WRITTEN TASK
Edit the material below so that every "facade" becomes "front", and leave everything else unchanged.

RECORDS FOR THIS TASK

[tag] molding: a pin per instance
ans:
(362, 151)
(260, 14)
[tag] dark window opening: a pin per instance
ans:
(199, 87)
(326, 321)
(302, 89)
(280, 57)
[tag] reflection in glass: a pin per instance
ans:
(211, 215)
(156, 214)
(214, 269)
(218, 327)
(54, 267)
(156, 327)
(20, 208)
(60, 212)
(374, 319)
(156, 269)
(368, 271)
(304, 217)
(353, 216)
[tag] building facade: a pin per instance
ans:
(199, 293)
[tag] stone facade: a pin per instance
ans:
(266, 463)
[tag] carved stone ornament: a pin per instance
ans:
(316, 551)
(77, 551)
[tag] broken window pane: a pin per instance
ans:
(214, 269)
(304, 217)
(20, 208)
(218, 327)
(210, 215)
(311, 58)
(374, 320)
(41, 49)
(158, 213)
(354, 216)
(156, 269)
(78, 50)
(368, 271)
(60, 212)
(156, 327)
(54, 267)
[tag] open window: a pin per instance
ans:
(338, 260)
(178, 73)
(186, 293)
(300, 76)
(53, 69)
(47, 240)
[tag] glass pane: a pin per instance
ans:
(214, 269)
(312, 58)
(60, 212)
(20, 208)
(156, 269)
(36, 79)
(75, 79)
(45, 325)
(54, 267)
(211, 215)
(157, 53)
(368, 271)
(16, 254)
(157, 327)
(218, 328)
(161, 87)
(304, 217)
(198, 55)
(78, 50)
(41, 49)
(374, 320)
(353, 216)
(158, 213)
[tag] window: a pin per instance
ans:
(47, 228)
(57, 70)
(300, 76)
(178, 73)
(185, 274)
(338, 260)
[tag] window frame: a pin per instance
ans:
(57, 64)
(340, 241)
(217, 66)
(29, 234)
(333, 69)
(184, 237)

SOLUTION
[tag] molding: a pin per instance
ans:
(362, 151)
(260, 14)
[tag] dark window opening: a pin per instance
ans:
(199, 87)
(326, 321)
(302, 89)
(280, 57)
[tag] reflection in glass: a pin per instance
ans:
(211, 215)
(156, 214)
(214, 269)
(218, 327)
(54, 267)
(156, 327)
(20, 208)
(60, 212)
(374, 319)
(156, 269)
(368, 271)
(304, 217)
(353, 216)
[tag] building front: a pin per instance
ans:
(199, 293)
[tag] stone front: a pin per instance
ans:
(266, 463)
[tag] carved stone ornament: a pin per instance
ans:
(316, 551)
(77, 551)
[tag] broken window pane: a pin per instance
ans:
(214, 269)
(304, 217)
(20, 208)
(218, 327)
(210, 215)
(311, 58)
(374, 320)
(41, 49)
(158, 213)
(354, 216)
(156, 269)
(78, 50)
(368, 271)
(60, 212)
(156, 327)
(54, 267)
[tag] open window: a pin per instance
ans:
(338, 260)
(178, 73)
(186, 293)
(300, 76)
(53, 69)
(47, 240)
[tag] glass pane: a pin per instance
ans:
(214, 269)
(312, 58)
(60, 212)
(20, 208)
(156, 269)
(36, 79)
(75, 79)
(45, 325)
(54, 267)
(211, 215)
(157, 53)
(368, 271)
(16, 254)
(157, 327)
(218, 328)
(161, 87)
(304, 217)
(198, 55)
(78, 50)
(41, 49)
(374, 320)
(353, 216)
(158, 213)
[tag] window: a pin per instance
ans:
(47, 228)
(57, 70)
(300, 76)
(178, 73)
(185, 274)
(338, 260)
[tag] window frame: a pin per instance
ans:
(57, 64)
(340, 241)
(217, 66)
(29, 234)
(333, 69)
(184, 237)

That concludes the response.